=== STATED EXERCISE ===
According to the passage on New Zealand's social studies curriculum, whom did the Education Forum commission to write its submission?

=== SUPPLIED PASSAGE ===
With the introduction of the New Zealand Curriculum Framework in the 1990s, the process of developing a social studies curriculum with essential learning areas and prescribed achievement objectives began. The Draft Social Studies Statement (1994) mirrored the curriculum framework in its inclusive presentation format and content. There was a concerted effort to be pro- active in gender and culture inclusiveness. The trialling of this curriculum in schools resulted in positive feedback although there were many New Right concerns about the fact that the draft had a style and content that was perceived as being too far to the Left. Conservative criticism noted the use of the terms “Aotearoa New Zealand” and “Pakeha” and considered them unacceptable. Submissions on the draft were mostly of a negative nature, even though there were many people - Mäori and teachers in particular, who liked many aspects of the draft but didn’t feel the need to make positive submissions.

The Education Forum commissioned English academic Geoffrey Partington to write their submission. Principals, Company Directors and Chief Executives backed this forum. This submission attacked the drafts’ so called preference for indigenous peoples and further commented about the “reluctance to confront the unattractive features of traditional Polynesian culture” (Education Forum 1995 p ii).

=== Stored data entries ===
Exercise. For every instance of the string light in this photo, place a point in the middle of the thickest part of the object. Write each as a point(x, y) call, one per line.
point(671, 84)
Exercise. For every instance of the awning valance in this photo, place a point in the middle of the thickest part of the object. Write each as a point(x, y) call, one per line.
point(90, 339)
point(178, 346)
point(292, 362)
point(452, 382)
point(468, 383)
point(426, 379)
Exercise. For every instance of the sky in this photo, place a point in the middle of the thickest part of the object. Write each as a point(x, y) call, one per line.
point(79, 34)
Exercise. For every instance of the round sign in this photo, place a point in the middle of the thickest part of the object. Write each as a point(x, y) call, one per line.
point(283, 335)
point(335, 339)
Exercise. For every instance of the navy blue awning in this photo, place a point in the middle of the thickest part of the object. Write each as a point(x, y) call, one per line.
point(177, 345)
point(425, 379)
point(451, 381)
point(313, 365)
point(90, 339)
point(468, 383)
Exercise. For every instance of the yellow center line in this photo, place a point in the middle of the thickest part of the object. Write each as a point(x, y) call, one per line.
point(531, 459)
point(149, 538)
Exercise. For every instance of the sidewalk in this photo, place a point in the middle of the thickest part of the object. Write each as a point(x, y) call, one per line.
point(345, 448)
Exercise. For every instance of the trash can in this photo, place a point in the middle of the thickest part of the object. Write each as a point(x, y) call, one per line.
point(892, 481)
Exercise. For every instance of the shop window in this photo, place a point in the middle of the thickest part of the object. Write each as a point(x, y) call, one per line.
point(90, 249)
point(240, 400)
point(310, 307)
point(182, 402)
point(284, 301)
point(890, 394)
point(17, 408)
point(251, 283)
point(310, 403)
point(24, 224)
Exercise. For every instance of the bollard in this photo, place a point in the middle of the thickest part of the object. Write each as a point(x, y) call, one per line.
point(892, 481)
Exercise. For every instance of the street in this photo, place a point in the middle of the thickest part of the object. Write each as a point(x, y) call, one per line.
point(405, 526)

=== RESULT OF THIS EXERCISE ===
English academic Geoffrey Partington.